━━━━━ SELECTED EXTRACT

Nice to see a Dawg fan that gets it...


----------



## riprap (Sep 14, 2014)

The defense played poorly but they did give the offense a chance to win. Most teams that are playing for a NC have a very easy schedule to start with to work out the kinks. Offense is the name of the game these days. You can't get near the receiver or the qb without getting a penalty. Although getting closer than 5 yrds to a receiver would have been a little better last night. You need to be prepared to put 40 up if you plan to win.


----------



## greene_dawg (Sep 14, 2014)

The D will be fine. A whole new staff and we literally gutted our secondary of bad apples. I think we have the right defensive staff and the fish on the hook for the class of 15 look a notch above what we normally get.


----------



## SpotandStalk (Sep 14, 2014)

━━━━━━━━━━
━━━━━ GIVEN MATERIAL

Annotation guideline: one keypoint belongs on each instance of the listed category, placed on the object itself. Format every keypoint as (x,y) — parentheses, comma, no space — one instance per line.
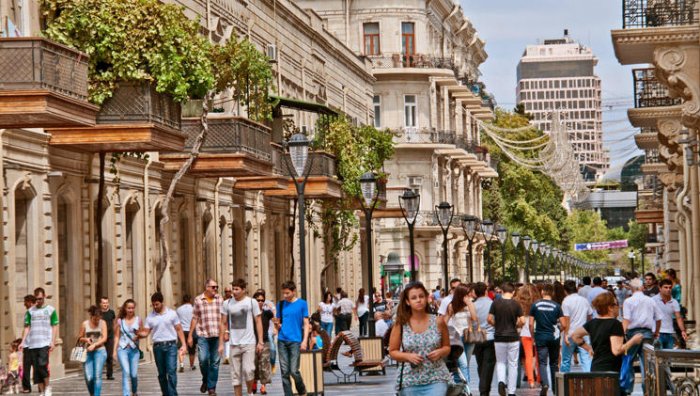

━━━━━━━━━━

TASKS AND EXERCISES:
A) Answer these questions using the football forum thread:
(i) According to riprap, how many points do you need to be prepared to put up if you plan to win?
(ii) What date appears on the posts in the thread?
(iii) Which recruiting class does greene_dawg say the fish on the hook belong to?
B) List every username that appears as a post header in the football forum thread.
C) Carry on the football forum thread from its last line.
The listing has no connection to the football forum thread.

SOLVED TASKS:
A)
(i) 40
(ii) Sep 14, 2014
(iii) The class of 15

B) riprap, greene_dawg, SpotandStalk

C)
greene_dawg said:


> The D will be fine. A whole new staff and we literally gutted our secondary of bad apples. I think we have the right defensive staff and the fish on the hook for the class of 15 look a notch above what we normally get.



This^^^

I know a lot of guys thought Pruitt was their savior but he is working with a bare cupboard.


----------



## KDarsey (Sep 14, 2014)

Exactly. It is frustrating but a lot of folks don't realize how much new blood is out there with little or no experience at this level.
They have been thrown into the fire early. That may be good for them, they have to toughen up quick.
Georgia was ranked too high too early. That in my opinion is a big hurt. Better to start of ranked low & work down. It gives a little wiggle room.


----------



## Hardwoods (Sep 14, 2014)

greene_dawg said:


> The D will be fine. A whole new staff and we literally gutted our secondary of bad apples. I think we have the right defensive staff and the fish on the hook for the class of 15 look a notch above what we normally get.



Yep.


----------



## elfiii (Sep 14, 2014)

greene_dawg said:


> The D will be fine. A whole new staff and we literally gutted our secondary of bad apples. I think we have the right defensive staff and the fish on the hook for the class of 15 look a notch above what we normally get.



You are much more sanguine as to our future prospects than I. Our D hasn't been Junkyard Dawg quality in years.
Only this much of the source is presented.